Extracted records:
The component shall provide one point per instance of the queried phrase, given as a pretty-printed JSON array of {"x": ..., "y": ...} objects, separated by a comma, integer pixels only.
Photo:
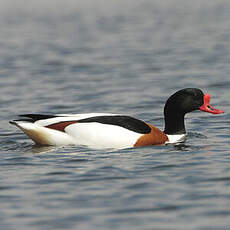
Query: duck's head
[
  {"x": 188, "y": 100},
  {"x": 182, "y": 102}
]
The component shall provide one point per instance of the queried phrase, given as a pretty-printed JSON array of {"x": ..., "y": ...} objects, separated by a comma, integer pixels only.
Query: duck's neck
[{"x": 174, "y": 123}]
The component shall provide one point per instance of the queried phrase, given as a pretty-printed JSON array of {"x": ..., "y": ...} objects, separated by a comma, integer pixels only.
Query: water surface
[{"x": 118, "y": 57}]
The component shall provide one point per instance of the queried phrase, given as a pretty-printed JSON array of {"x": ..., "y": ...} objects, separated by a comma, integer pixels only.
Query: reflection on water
[{"x": 119, "y": 57}]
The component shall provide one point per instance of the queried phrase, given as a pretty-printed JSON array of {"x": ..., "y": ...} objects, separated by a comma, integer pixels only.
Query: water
[{"x": 119, "y": 57}]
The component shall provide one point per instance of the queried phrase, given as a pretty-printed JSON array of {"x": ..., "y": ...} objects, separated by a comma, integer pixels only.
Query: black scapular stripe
[
  {"x": 35, "y": 117},
  {"x": 127, "y": 122}
]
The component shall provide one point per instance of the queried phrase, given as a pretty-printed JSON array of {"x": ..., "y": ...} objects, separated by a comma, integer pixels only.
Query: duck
[{"x": 116, "y": 131}]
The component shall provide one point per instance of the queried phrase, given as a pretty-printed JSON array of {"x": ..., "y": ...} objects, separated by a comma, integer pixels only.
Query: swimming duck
[{"x": 104, "y": 130}]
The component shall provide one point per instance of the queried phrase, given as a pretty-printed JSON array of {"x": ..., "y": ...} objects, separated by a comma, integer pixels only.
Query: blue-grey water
[{"x": 120, "y": 57}]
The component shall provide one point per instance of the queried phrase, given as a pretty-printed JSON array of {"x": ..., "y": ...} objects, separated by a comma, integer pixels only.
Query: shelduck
[{"x": 104, "y": 130}]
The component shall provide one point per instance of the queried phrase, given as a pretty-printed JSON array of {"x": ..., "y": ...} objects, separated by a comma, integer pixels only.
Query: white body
[{"x": 91, "y": 134}]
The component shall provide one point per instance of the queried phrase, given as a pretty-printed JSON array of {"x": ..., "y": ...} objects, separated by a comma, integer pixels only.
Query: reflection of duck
[{"x": 100, "y": 130}]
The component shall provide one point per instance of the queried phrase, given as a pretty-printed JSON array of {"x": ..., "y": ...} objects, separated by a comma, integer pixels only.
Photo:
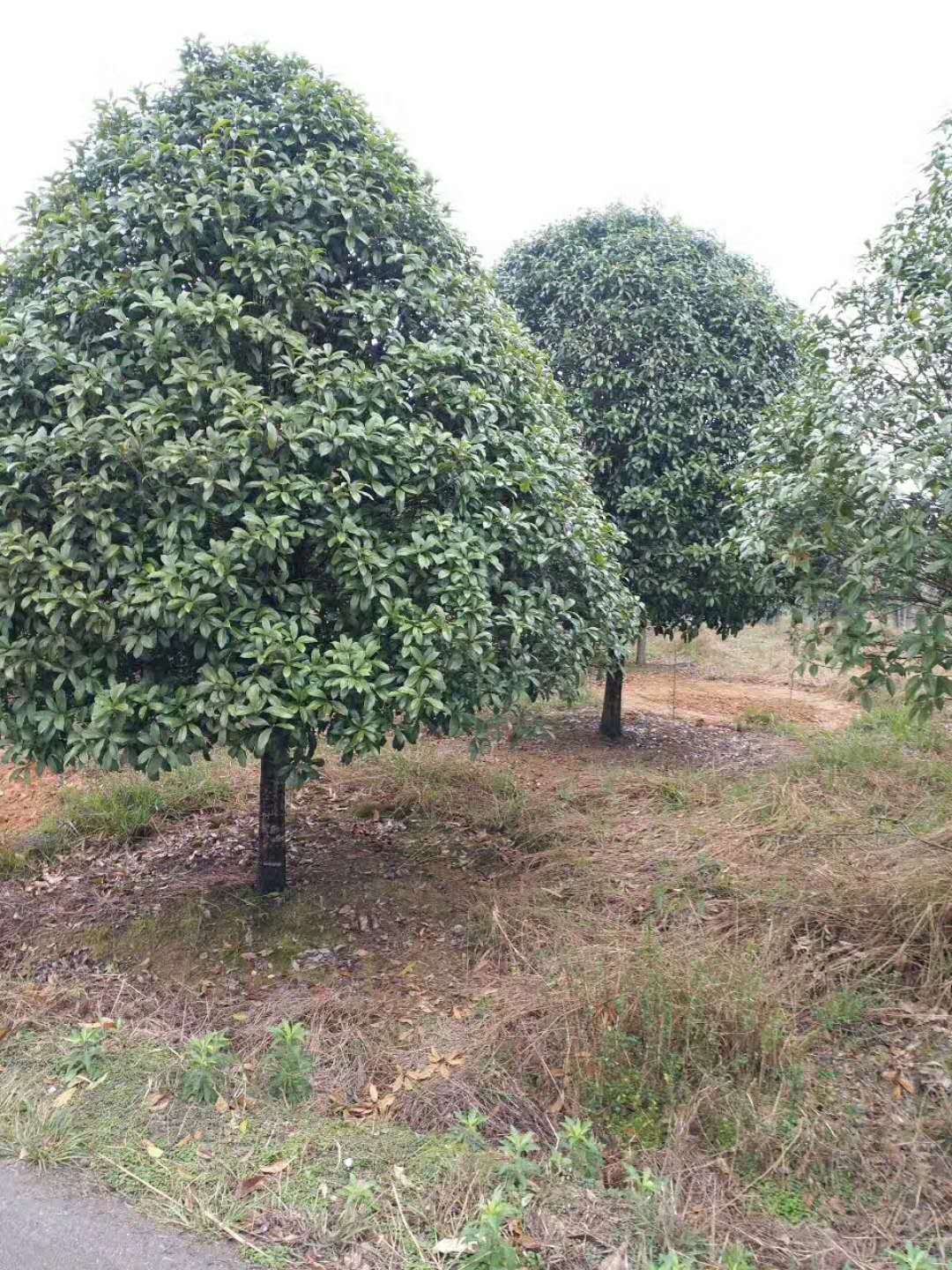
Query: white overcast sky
[{"x": 788, "y": 127}]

Given exercise:
Pictures are to be left out; repeat all the remaining data exactly.

The reply:
The component shall provide one point per instance of the queried phrase, given as a pretty-printed JSON array of {"x": ..., "y": ...} objects, separated by a comma, integer pixels only.
Photo:
Query: duck's head
[
  {"x": 188, "y": 100},
  {"x": 182, "y": 102}
]
The component shall provide one point per instance of the queried phrase, given as a pretty-printed JSON array of {"x": ..., "y": ...} objects, separated by a comma, integer pixels only.
Query: duck's neck
[{"x": 174, "y": 123}]
The component shall provide one point per instance of the queried phrase, given as a pretty-printed JSON array of {"x": ..., "y": ...} objects, separated by a comma, integer pixels only.
Query: water surface
[{"x": 118, "y": 57}]
The component shall provide one point per instance of the queried phrase, given as a pretty-printed JSON array of {"x": ..., "y": ...} objects, separated by a comma, integer pixels only.
Query: reflection on water
[{"x": 119, "y": 57}]
The component shall provide one point per instance of the queried phrase, given as a pretty-printed JSON array of {"x": ..., "y": ...} objects, separated by a comma, integer pixels only.
Query: water
[{"x": 119, "y": 57}]
The component shall provide one point per instance of the queried phrase, given as a pretty-printed JSON array of {"x": ..., "y": ...} objects, separated by a comma, integer pixels only.
Query: black scapular stripe
[
  {"x": 35, "y": 117},
  {"x": 127, "y": 122}
]
The component shall provide one point per instance of the queried phrase, given as a pretty-printed JSON array of {"x": ..., "y": ...} objects, separated by a comma, integer pixels only.
Query: duck
[{"x": 116, "y": 131}]
The component shall provide one point per instance of the queried phrase, given as a pretty-printed JSON array of {"x": ..., "y": ...} objects, separated by a comma, integer pixels only.
Query: swimming duck
[{"x": 104, "y": 130}]
The component shall provide one point per instance of the queried phrase, given as a pretty-printed JSON array of {"x": ..., "y": ...} objects, separated by a comma, integer pixels only.
Query: blue-grey water
[{"x": 120, "y": 57}]
The component shall provide one point per instance of the queried phrase, given as a pretty-printed JSON array of {"x": ..., "y": ...} objects, separated by a comma, integer pixels only.
Query: shelduck
[{"x": 104, "y": 130}]
The component shall provide one point per instance of the queried phrase, given as a pretty-printed JSON array of {"x": ..., "y": ...} objects, separated by a comma, integer pixels only.
Query: white body
[{"x": 91, "y": 134}]
The component shall provide one point per instance of the queried phrase, given as a pretty-printed JSON array of {"x": ..., "y": ...} objects, separated by a comma, integer pixels only.
Query: reflection of duck
[{"x": 100, "y": 130}]
The component shall provide one point per instance of the queried phrase, given as a pretty-printed JSON array of {"x": ..., "y": ...} objects, separated by a comma, integer pixels only.
Photo:
Query: white overcast sky
[{"x": 788, "y": 127}]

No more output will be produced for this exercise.